▶ What is needed
Whenever a line in the data holds the string "horse", copy that line.

▶ Listed entries
· · · · · · ·

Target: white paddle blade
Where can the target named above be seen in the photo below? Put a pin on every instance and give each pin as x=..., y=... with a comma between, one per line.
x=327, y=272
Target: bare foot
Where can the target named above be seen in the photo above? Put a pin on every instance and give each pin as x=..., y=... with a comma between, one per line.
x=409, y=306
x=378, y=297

· · · · · · ·

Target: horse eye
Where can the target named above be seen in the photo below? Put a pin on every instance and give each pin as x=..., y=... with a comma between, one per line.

· · · · · · ·

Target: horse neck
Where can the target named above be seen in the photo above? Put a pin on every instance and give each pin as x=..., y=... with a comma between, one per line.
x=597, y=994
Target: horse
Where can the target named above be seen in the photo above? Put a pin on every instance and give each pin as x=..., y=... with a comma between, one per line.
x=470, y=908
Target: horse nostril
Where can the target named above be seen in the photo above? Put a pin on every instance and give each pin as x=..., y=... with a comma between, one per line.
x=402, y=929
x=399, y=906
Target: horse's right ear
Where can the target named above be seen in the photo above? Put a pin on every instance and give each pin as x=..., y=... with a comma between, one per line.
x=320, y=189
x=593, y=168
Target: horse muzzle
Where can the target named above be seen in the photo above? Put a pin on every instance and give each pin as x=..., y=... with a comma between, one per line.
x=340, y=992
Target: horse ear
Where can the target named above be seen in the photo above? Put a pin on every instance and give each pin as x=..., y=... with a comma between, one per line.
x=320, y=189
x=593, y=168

· · · · · · ·

▶ Written solution
Target: horse eye
Target: horse neck
Target: horse
Target: horse nostril
Target: horse's right ear
Target: horse muzzle
Target: horse ear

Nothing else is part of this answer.